» **Goal a**
Write out the lines of the listing below, starting at the line that contains "Where can the short" and ending with the last line of the listing.

» **Selected text**
╔══

III. Overview and Theoretical Considerations
Pigeons and People Compared
The visual systems in primate and avian species appear to have undergone widely different
evolutionary histories (see
Husband & Shimizu (2001). As a result, the anatomical layout of avian
and human visual systems is strikingly different. There do, however, appear to be analogous
pathways, operating in parallel. Moreover, pigeons and primates have evolved with many of the same
pressures: objects must be recognized from different vantage points, different distances, when
they are partially occluded by other objects, etc. So, it is possible that common selective pressures
may have yielded visual systems in which there are analogous mechanisms underlying visual functioning.
The study of avian visual cognition can provide insight into the extent to which
the structurally different avian and primate visual systems may function similarly or differently.
The set of studies in the present chapter on "Object Recognition" examined the attributes of
objects that contribute to the perception and recognition of familiar images. The particular
training objects and manipulations of object features were chosen because they are similar
to those used in the study of object recognition in humans by Biederman and colleagues. However,
the training methods employed in the human and pigeon studies are quite different, a factor
which may contribute to any observed differences in performance between the two species.
Geon Structural
Descriptions. Pigeons demonstrated a
sensitivity to the spatial organization of object components. When the geons were spatially
displaced from their normal position, recognition accuracy suffered. Moreover, pigeons were
able to discriminate between different spatial arrangements of the same geons. Finally,
the pigeons demonstrated generalization to pseudo-objects that contained the same spatial
organization as a reinforced pseudo-object (see section on relative importance
of geons and interrelations). The geons themselves were also seen to control behavior. First,
there was above-chance performance to scrambled versions of objects, that must have been due to the
presence of local features other than the vertices between components. The only local features that
were available were the geons and their component pieces of contour. Second, the principle of three-geon
sufficiency was observed: the deletion of a single geon had no effect on recognition, but the deletion
of three geons had a large detrimental effect (see section on importance of components).
Third, pigeons demonstrated substantial generalization to pseudo-objects containing the same geons as a
reinforced pseudo-object (see section on relative importance
of geons and interrelations). These combined results indicate that pigeons, too, may store geon
structural descriptions of objects. The similarities in primal object recognition among pigeons and
people encourages the use of a single theoretical account that may apply to many species of animal.

╚══

» **Given records**
╔══

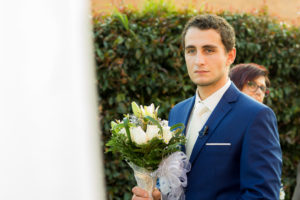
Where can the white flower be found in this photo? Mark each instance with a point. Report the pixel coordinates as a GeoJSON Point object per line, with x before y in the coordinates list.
{"type": "Point", "coordinates": [122, 131]}
{"type": "Point", "coordinates": [152, 131]}
{"type": "Point", "coordinates": [138, 135]}
{"type": "Point", "coordinates": [167, 134]}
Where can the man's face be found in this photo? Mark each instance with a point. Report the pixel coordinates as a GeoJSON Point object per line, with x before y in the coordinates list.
{"type": "Point", "coordinates": [206, 59]}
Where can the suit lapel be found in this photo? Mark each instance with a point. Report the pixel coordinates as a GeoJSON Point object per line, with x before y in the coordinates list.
{"type": "Point", "coordinates": [185, 115]}
{"type": "Point", "coordinates": [223, 107]}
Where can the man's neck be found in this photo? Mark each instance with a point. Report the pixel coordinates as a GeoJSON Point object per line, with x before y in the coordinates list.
{"type": "Point", "coordinates": [205, 91]}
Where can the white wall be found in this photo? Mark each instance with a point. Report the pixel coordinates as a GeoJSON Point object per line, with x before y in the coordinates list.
{"type": "Point", "coordinates": [49, 134]}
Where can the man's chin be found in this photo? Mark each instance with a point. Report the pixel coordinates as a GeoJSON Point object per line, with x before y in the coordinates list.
{"type": "Point", "coordinates": [204, 84]}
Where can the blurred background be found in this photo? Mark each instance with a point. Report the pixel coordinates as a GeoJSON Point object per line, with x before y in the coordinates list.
{"type": "Point", "coordinates": [288, 11]}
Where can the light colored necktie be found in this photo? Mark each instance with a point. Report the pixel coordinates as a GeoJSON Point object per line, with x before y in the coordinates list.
{"type": "Point", "coordinates": [198, 120]}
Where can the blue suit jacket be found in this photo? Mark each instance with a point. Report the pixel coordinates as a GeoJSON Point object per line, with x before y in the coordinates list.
{"type": "Point", "coordinates": [250, 167]}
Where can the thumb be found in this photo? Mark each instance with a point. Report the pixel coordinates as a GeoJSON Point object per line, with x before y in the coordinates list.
{"type": "Point", "coordinates": [156, 194]}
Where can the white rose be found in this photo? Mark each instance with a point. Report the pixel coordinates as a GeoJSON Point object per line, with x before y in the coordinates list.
{"type": "Point", "coordinates": [122, 131]}
{"type": "Point", "coordinates": [152, 131]}
{"type": "Point", "coordinates": [138, 135]}
{"type": "Point", "coordinates": [167, 134]}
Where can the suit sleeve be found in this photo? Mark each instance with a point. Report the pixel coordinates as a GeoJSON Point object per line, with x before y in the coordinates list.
{"type": "Point", "coordinates": [261, 158]}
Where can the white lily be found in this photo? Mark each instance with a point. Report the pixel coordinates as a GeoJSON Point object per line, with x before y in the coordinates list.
{"type": "Point", "coordinates": [152, 131]}
{"type": "Point", "coordinates": [138, 135]}
{"type": "Point", "coordinates": [167, 134]}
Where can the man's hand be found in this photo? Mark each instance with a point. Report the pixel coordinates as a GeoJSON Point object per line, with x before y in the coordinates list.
{"type": "Point", "coordinates": [140, 194]}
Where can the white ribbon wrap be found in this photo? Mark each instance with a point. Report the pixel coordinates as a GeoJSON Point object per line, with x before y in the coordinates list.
{"type": "Point", "coordinates": [172, 176]}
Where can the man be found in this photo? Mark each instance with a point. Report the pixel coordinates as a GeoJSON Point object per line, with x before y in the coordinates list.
{"type": "Point", "coordinates": [232, 140]}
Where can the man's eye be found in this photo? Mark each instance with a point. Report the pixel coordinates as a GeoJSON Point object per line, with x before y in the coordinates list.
{"type": "Point", "coordinates": [189, 51]}
{"type": "Point", "coordinates": [209, 50]}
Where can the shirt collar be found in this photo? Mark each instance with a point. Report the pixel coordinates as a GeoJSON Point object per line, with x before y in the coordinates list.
{"type": "Point", "coordinates": [212, 101]}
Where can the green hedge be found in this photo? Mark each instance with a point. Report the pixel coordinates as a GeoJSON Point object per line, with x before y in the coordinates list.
{"type": "Point", "coordinates": [139, 58]}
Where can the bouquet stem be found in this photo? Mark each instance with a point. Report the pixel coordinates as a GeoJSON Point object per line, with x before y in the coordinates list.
{"type": "Point", "coordinates": [145, 179]}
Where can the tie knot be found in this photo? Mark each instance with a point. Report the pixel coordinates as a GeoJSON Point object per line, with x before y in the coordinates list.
{"type": "Point", "coordinates": [201, 108]}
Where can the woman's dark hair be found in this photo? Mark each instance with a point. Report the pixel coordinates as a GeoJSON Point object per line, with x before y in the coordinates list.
{"type": "Point", "coordinates": [242, 73]}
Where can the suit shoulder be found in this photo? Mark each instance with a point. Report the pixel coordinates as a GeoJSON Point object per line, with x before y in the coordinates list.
{"type": "Point", "coordinates": [183, 103]}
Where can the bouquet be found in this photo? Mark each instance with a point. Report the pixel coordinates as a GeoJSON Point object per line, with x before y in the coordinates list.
{"type": "Point", "coordinates": [152, 150]}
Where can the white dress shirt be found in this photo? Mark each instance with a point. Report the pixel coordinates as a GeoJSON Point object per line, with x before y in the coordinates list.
{"type": "Point", "coordinates": [199, 115]}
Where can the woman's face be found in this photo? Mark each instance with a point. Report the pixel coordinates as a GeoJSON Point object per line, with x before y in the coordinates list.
{"type": "Point", "coordinates": [256, 88]}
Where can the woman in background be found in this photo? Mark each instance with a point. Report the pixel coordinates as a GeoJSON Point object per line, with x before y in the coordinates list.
{"type": "Point", "coordinates": [252, 79]}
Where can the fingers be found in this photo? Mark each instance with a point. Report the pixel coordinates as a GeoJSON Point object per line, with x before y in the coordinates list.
{"type": "Point", "coordinates": [140, 194]}
{"type": "Point", "coordinates": [156, 194]}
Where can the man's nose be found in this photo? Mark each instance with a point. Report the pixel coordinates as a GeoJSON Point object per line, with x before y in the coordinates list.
{"type": "Point", "coordinates": [259, 92]}
{"type": "Point", "coordinates": [199, 59]}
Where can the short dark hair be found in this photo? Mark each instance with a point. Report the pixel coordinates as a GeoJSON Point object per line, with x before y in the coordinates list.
{"type": "Point", "coordinates": [209, 21]}
{"type": "Point", "coordinates": [242, 73]}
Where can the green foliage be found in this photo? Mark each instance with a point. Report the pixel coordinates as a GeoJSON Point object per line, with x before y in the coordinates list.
{"type": "Point", "coordinates": [147, 155]}
{"type": "Point", "coordinates": [148, 67]}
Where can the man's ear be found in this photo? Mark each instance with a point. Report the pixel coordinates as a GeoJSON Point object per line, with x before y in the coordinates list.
{"type": "Point", "coordinates": [231, 56]}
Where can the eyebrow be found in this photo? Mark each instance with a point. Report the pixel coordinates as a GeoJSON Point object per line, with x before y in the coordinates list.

╚══

» **Goal b**
Summarize the text on pigeon and human object recognition in two sentences.

» **Expected output a**
Where can the short dark hair be found in this photo? Mark each instance with a point. Report the pixel coordinates as a GeoJSON Point object per line, with x before y in the coordinates list.
{"type": "Point", "coordinates": [209, 21]}
{"type": "Point", "coordinates": [242, 73]}
Where can the green foliage be found in this photo? Mark each instance with a point. Report the pixel coordinates as a GeoJSON Point object per line, with x before y in the coordinates list.
{"type": "Point", "coordinates": [147, 155]}
{"type": "Point", "coordinates": [148, 67]}
Where can the man's ear be found in this photo? Mark each instance with a point. Report the pixel coordinates as a GeoJSON Point object per line, with x before y in the coordinates list.
{"type": "Point", "coordinates": [231, 56]}
Where can the eyebrow be found in this photo? Mark each instance with a point. Report the pixel coordinates as a GeoJSON Point object per line, with x before y in the coordinates list.

» **Expected output b**
The avian and primate visual systems evolved along very different paths and are laid out very differently, but both faced many of the same pressures in recognizing objects, so they may have analogous visual mechanisms. Studies using objects like those in Biederman and colleagues' human research showed that pigeons respond both to the spatial arrangement of object components and to the geons themselves, which suggests that pigeons, too, may store geon structural descriptions of objects.